=== Records from a data collection ===
□ □ □

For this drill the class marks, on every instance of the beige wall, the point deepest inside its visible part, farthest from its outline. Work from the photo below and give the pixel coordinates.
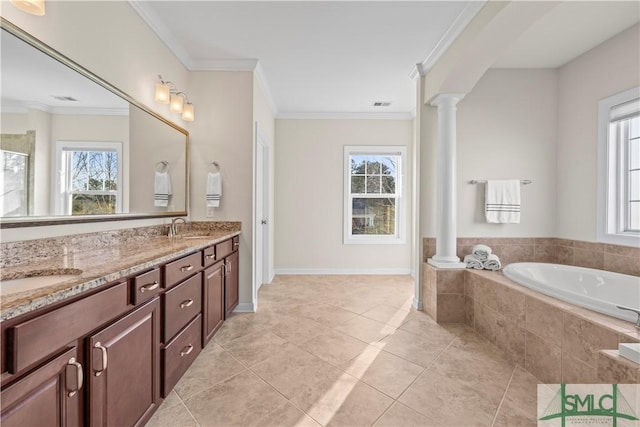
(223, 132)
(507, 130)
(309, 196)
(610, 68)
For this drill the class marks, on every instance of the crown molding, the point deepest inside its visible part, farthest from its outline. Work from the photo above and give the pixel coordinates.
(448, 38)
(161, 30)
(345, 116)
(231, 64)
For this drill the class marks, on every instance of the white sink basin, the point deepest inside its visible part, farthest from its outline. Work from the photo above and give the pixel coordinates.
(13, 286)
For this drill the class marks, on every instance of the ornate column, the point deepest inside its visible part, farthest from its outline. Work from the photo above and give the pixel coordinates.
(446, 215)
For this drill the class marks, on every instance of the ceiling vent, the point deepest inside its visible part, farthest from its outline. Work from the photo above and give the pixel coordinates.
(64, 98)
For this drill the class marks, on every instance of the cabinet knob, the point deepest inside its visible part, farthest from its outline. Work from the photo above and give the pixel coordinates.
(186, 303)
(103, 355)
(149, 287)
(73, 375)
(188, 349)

□ □ □

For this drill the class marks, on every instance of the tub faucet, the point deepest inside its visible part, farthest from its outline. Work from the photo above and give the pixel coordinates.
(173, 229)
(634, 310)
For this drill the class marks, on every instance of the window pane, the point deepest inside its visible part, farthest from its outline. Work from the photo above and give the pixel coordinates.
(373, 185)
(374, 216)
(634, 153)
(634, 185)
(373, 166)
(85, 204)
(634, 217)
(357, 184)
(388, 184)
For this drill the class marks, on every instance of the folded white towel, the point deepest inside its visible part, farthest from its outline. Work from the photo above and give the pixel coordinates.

□ □ □

Which lines in the listing contain the string "white"? Report each of those lines in full.

=== CORRECT RESPONSE ===
For this drill the class marks, on every instance of the white sink basin, the point deepest inside its visible part, farthest from its outline. Work from the photo above and give the pixel coordinates.
For this drill the class marks, on every instance of the folded white towel, the point deepest inside its visible part, farthest from its outline. Work from the photo above and give the pixel coordinates.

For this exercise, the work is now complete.